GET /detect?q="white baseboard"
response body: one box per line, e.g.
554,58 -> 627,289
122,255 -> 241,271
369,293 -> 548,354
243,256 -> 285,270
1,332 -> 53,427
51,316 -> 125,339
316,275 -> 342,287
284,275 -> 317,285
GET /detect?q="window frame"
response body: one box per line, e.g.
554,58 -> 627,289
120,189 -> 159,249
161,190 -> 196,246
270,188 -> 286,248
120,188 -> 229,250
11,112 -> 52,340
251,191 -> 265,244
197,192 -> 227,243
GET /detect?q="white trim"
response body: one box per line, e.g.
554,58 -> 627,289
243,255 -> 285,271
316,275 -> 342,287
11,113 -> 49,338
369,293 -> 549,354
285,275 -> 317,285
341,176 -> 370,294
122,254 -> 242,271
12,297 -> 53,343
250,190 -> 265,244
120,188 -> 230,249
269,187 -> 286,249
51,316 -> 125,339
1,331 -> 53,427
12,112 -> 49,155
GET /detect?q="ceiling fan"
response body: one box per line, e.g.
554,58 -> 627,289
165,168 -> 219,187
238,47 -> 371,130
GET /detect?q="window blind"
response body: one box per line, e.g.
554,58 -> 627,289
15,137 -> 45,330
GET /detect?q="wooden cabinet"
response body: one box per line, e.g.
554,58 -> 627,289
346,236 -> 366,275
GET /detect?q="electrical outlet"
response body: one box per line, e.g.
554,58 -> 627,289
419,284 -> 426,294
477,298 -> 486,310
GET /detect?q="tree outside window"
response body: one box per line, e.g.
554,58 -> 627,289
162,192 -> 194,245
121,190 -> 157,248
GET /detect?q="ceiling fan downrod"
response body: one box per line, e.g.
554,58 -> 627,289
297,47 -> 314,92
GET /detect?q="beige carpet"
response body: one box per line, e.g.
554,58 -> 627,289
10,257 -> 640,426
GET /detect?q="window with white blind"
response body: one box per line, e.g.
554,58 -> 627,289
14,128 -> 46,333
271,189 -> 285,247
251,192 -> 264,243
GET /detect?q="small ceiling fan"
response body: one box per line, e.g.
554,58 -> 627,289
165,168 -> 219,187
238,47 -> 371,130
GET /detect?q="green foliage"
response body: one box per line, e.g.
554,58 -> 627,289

*What is expected*: "window" is the string to look for; please copy every line of the records above where it appears.

*Answer space*:
GET /detect?q="window frame"
GET /detect?q="window blind"
GET /detect?q="tree outside window"
GET /detect?q="window with white blind"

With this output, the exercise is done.